WHAT TO WORK ON:
Leave the pictures out and write out the rest of the listing word for word.

RECORD EXCERPTS:
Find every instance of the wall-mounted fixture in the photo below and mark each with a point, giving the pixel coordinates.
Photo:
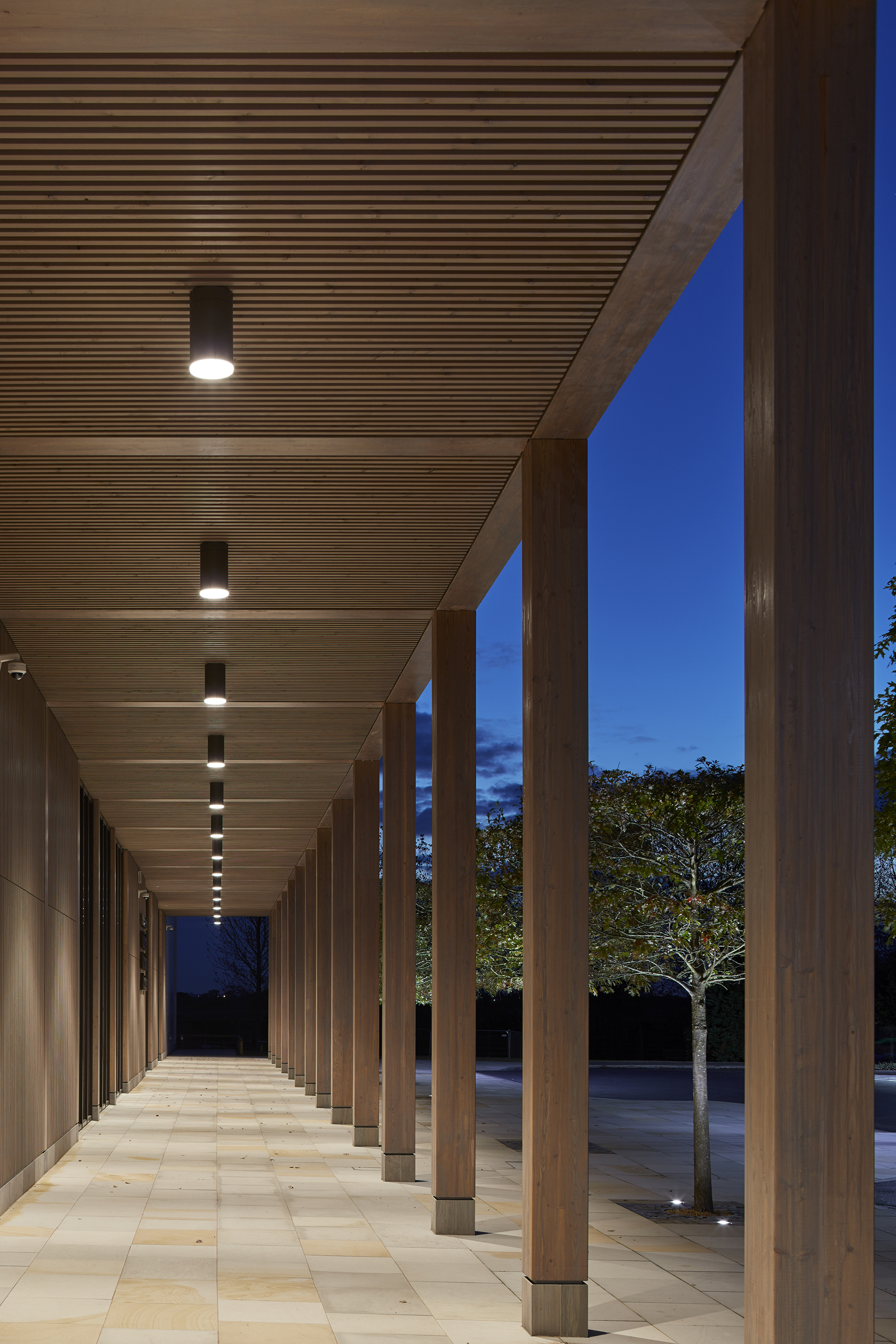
(214, 583)
(211, 331)
(16, 667)
(215, 683)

REPLY TO THE EXERCISE:
Find every instance of the wall-mounted fixture in the photo below and mark each with a point, giving the pixel coordinates.
Photo:
(214, 583)
(211, 331)
(16, 667)
(215, 683)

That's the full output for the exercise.